* [Directions for this task]: With the pictures removed, write out the data below exactly.

Point localization data
[Start of Attachment]

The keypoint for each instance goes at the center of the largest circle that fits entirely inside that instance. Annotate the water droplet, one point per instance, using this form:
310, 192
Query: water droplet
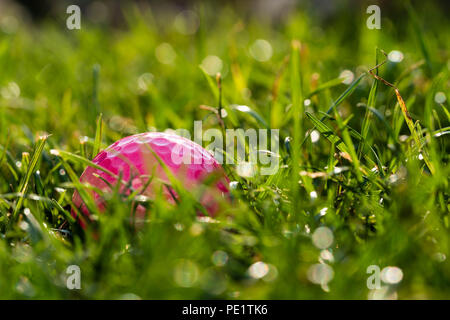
186, 273
347, 76
212, 65
391, 275
320, 273
258, 270
440, 97
219, 258
315, 136
245, 169
261, 50
323, 237
165, 53
395, 56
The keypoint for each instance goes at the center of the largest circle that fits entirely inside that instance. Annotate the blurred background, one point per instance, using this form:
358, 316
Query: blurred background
152, 65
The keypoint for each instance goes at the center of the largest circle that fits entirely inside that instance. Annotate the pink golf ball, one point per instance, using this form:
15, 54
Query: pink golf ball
133, 159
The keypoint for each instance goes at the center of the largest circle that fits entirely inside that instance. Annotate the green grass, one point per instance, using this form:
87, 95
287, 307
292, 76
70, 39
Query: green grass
376, 178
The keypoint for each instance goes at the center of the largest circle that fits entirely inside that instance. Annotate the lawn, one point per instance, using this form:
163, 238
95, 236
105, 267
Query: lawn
362, 189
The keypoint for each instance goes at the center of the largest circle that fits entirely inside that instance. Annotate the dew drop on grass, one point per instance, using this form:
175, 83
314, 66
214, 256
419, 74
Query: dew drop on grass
395, 56
186, 273
315, 136
391, 275
212, 65
258, 270
322, 237
320, 273
165, 53
440, 97
219, 258
347, 76
261, 50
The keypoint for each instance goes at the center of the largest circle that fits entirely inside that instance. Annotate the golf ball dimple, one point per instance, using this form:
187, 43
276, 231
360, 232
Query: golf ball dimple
132, 159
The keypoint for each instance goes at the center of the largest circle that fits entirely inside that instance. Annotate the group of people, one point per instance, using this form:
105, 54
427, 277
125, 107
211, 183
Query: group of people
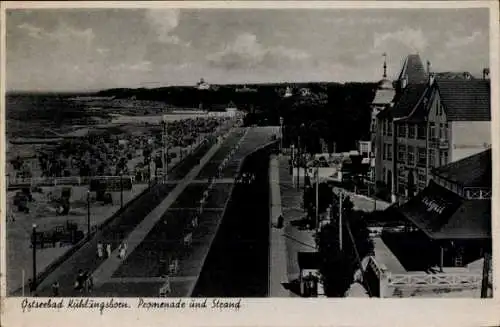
105, 249
246, 178
84, 281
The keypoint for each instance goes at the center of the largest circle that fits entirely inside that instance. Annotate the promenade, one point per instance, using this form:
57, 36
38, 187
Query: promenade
115, 231
286, 243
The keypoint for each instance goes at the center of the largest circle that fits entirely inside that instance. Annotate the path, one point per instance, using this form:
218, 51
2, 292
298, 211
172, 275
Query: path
108, 267
297, 240
278, 257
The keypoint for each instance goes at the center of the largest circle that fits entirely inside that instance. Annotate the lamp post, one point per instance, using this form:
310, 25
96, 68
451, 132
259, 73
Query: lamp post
121, 188
163, 138
33, 245
317, 198
341, 195
88, 214
281, 134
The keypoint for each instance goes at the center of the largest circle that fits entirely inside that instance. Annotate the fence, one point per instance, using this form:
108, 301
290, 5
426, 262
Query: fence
14, 182
447, 280
384, 283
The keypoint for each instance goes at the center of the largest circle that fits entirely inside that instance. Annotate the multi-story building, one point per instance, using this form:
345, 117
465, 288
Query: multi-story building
383, 99
432, 124
412, 73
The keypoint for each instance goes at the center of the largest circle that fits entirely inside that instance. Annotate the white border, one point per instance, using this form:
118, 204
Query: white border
281, 312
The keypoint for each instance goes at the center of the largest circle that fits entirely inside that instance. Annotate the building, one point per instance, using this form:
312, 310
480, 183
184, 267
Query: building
432, 124
454, 211
384, 97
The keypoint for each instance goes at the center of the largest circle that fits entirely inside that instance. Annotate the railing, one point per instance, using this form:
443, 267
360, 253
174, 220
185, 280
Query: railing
54, 181
477, 193
448, 280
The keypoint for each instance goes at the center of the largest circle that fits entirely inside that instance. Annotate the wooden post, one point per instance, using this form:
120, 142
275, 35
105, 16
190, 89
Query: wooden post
441, 261
340, 219
486, 275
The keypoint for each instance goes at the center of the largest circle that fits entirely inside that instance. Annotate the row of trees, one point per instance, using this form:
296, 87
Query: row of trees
339, 262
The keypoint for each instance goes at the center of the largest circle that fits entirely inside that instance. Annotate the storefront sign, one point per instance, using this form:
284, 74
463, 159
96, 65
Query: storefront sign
433, 205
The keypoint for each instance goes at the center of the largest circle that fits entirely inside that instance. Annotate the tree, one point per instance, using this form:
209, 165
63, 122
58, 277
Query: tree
338, 267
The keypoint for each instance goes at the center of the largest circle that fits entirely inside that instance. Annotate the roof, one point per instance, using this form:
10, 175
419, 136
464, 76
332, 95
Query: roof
453, 75
308, 260
465, 100
408, 101
442, 214
384, 96
472, 171
413, 69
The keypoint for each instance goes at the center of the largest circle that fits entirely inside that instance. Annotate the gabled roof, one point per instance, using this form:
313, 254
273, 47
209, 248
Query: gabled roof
383, 96
411, 99
473, 171
443, 214
413, 69
465, 100
453, 75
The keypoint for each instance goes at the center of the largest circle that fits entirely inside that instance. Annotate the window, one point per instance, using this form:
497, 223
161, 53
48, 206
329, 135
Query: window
401, 153
401, 175
421, 131
401, 130
421, 179
422, 157
411, 155
443, 157
432, 158
411, 131
432, 130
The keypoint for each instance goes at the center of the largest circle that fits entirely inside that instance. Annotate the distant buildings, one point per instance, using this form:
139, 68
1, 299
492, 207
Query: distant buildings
202, 85
436, 119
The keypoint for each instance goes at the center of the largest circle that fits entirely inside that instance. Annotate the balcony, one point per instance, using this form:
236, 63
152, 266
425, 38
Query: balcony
440, 143
477, 193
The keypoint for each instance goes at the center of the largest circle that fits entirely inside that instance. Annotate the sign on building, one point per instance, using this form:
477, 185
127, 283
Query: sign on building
111, 184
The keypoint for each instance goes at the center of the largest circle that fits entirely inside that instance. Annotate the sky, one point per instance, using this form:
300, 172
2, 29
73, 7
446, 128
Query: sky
92, 49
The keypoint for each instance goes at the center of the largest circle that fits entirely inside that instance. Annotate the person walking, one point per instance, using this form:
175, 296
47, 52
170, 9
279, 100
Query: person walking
89, 282
55, 288
121, 250
100, 251
108, 249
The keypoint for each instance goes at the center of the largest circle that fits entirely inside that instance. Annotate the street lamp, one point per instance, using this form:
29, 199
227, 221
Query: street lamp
121, 188
164, 141
88, 214
281, 134
33, 245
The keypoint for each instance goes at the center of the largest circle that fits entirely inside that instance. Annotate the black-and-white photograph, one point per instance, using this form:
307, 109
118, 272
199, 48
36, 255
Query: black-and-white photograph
248, 153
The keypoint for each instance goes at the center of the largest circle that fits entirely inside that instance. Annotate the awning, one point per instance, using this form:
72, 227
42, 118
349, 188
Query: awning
443, 214
308, 260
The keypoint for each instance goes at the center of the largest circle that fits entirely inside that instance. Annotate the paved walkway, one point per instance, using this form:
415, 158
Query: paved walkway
278, 256
297, 240
108, 267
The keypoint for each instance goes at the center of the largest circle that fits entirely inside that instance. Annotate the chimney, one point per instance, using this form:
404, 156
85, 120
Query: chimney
486, 73
404, 82
431, 79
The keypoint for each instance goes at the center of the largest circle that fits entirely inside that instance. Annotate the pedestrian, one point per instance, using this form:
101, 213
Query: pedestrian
90, 283
122, 250
80, 279
55, 288
108, 249
280, 221
100, 251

[End of Attachment]

* [Result]:
The keypoint for each instance goes at the center of the largest circle that fits entirely inside that instance. Annotate the water droplet, one point per instance, using this form:
310, 192
Query: water droplet
186, 273
347, 76
212, 65
391, 275
320, 273
258, 270
440, 97
219, 258
315, 136
245, 169
261, 50
323, 237
165, 53
395, 56
The keypoint for each instance goes at the center of the largest circle that fits entirely inside that instance. Annotate the blurred background, one point per instance, using this form:
358, 316
Query: blurred background
152, 65
The keypoint for each instance goes at the center of the largest circle that fits entirely inside that instance. Annotate the pink golf ball, one point per instance, using this form:
15, 54
Query: pink golf ball
133, 159
The keypoint for each instance goes at the center of the largest circle that fits entirely inside that instance. Annotate the green grass, one point per instance, using this form:
87, 95
287, 307
292, 76
70, 39
Query: green grass
376, 178
The keypoint for each instance goes at the center of the largest circle that fits entirely inside that instance. Annotate the lawn, one point per instance, using this form:
163, 238
95, 236
105, 267
Query: lawn
362, 189
The keypoint for each instance goes at the center of the largest circle that fits entirely inside that instance. Annotate the dew drop on grass, one point per instance, using this form:
175, 83
314, 66
214, 256
419, 74
Query: dew drop on grass
395, 56
186, 273
315, 136
391, 275
212, 65
258, 270
322, 237
320, 273
165, 53
440, 97
219, 258
347, 76
261, 50
The keypoint for each instance goes at the center of the largest circle that fits entirely inside that instance. Annotate the golf ball dimple, one point per instance, using this form:
187, 43
276, 231
360, 232
Query: golf ball dimple
132, 159
The keypoint for each instance goes at the center of the largest circle that fits entirely inside that instance. Annotate the group of people, one point per instance, using this form:
105, 54
427, 277
125, 107
211, 183
Query: group of people
105, 249
246, 178
84, 281
The keypoint for each instance goes at the center of the largest circle that fits entirely inside that instance. Annotate the promenade, one point per instance, using this form:
57, 36
38, 187
Query: promenade
115, 231
286, 243
The keypoint for each instance goes at the center of the largest circle that fits entirely inside that instance. Annotate the path, one point per instance, using this form:
218, 51
2, 292
298, 211
172, 275
Query: path
108, 267
297, 240
278, 257
The keypoint for each instance goes at the center of the largest circle that fits entirely inside that instance. Annotate the lamp post, one point per instance, using this form:
310, 25
96, 68
451, 132
259, 73
Query: lamp post
121, 188
163, 138
33, 245
317, 198
341, 195
88, 214
281, 134
The keypoint for each instance goes at the center of the largest circle that fits entirely inside that instance. Annotate the fence, one point per instance, using this form:
108, 301
290, 5
426, 262
Query: fence
14, 182
447, 280
384, 283
The keypoint for each instance goes at the center of the largest circle that fits entirely inside that instance. Annotate the multi-story building, one point per instance, using this form:
345, 117
465, 288
Query: multi-story building
383, 99
432, 124
412, 73
The keypoint for each instance goes at the center of the largest circle that fits entirely inside that instance. Annotate the white border, one point per instance, using this form:
118, 204
Query: white border
281, 312
The keypoint for each instance goes at the center of the largest circle that fits entirely inside that instance. Annotate the building, one point per instance, using this form:
312, 310
480, 183
184, 267
Query: building
432, 124
454, 211
384, 97
The keypoint for each instance goes at the center of the largest circle that fits entirely inside that instance. Annotate the railing, one point per instance, using this form:
443, 267
360, 253
174, 220
185, 280
Query: railing
54, 181
477, 193
448, 280
The keypoint for each instance goes at the center of the largest circle that fits entirely inside that instance. Annotate the wooden post, one point per instance, using this form:
120, 142
275, 35
105, 16
190, 89
Query: wooden post
441, 261
340, 219
486, 275
The keypoint for each instance goes at the center of the largest circle that fits entirely inside that instance. Annotate the row of trees, one point per instance, using this form:
296, 87
Query: row of trees
339, 262
The keypoint for each instance goes at the center of the largest circle that fits entirely inside that instance. Annotate the storefront sign, one point per instance, using this form:
284, 74
463, 159
96, 65
Query: storefront sign
433, 205
The keypoint for each instance goes at the center of the largest circle that fits entirely inside that instance. Annotate the tree, one point per instance, using this form:
209, 165
63, 122
58, 277
Query: tree
338, 267
The keypoint for each instance goes at the center of the largest circle that fits entirely inside that instance. Annotate the roof, one point per instance, using this form:
10, 175
419, 136
464, 76
332, 95
Query: roof
453, 75
308, 260
465, 100
408, 101
442, 214
384, 96
472, 171
413, 69
The keypoint for each instance goes at the center of the largest circle that fits entirely inside that instance. Annotate the gabled roof, one point per instance, using this form:
313, 254
273, 47
209, 248
Query: gabled roof
383, 96
411, 99
473, 171
443, 214
413, 69
465, 100
453, 75
The keypoint for each instance goes at the center of the largest circle that fits entirely inside that instance. Annotate the window, one point per instance, using this form:
497, 223
161, 53
48, 206
329, 135
Query: window
401, 153
401, 175
421, 131
401, 130
421, 179
422, 157
411, 155
443, 157
432, 158
411, 131
432, 130
The keypoint for each instance goes at the center of the largest circle that fits entirely inside that instance. Annotate the distant buildings, one point per instance, using this form:
139, 68
1, 299
492, 207
Query: distant buildings
202, 85
436, 119
The keypoint for each instance goes at the center of the largest circle that fits entirely inside that instance. Annotate the balcony, one point per instance, using this form:
236, 63
152, 266
425, 38
Query: balcony
440, 143
477, 193
The keypoint for each instance goes at the center of the largest circle that fits entirely inside that instance. Annotate the sign on building, one point per instance, using this form:
477, 185
127, 283
Query: sign on building
111, 184
The keypoint for each instance goes at the center of the largest circle that fits entirely inside that instance. Annotate the sky, one point per instance, using this form:
300, 172
2, 29
73, 7
446, 128
Query: sky
92, 49
The keypoint for each instance goes at the center of the largest circle that fits entirely inside that instance. Annotate the person walking, one point per instance, using this form:
175, 296
47, 52
170, 9
279, 100
Query: person walking
89, 282
55, 288
121, 250
100, 251
108, 249
The keypoint for each instance goes at the center of the largest circle that fits entirely inside that instance. Annotate the street lamp, one point per instance, using this form:
29, 199
227, 221
Query: street lamp
121, 188
164, 141
88, 214
281, 134
33, 245
The keypoint for each instance goes at the center of the largest circle that fits entirely inside that instance. Annotate the black-and-white photograph, one point per instance, using this form:
307, 109
118, 272
199, 48
36, 255
Query: black-and-white photograph
248, 153
The keypoint for each instance goes at the center of the largest circle that fits entirely inside that instance. Annotate the awning, one point per instance, using this form:
72, 227
42, 118
349, 188
Query: awning
443, 214
308, 260
The keypoint for each instance goes at the center of the largest circle that fits entirely inside that instance. Annotate the paved walkway, one point per instance, using this form:
415, 158
Query: paved walkway
278, 256
297, 240
108, 267
The keypoint for each instance goes at the center of the largest circle that fits entirely inside that instance. Annotate the chimney, one point per instance, using this form:
404, 156
85, 120
Query: chimney
486, 73
404, 82
431, 79
The keypoint for each instance goes at the center of the largest circle that fits entirely inside that instance. Annotate the pedestrian, one point per instance, using this form:
101, 213
Query: pedestrian
90, 283
122, 250
80, 279
55, 288
108, 249
280, 221
100, 251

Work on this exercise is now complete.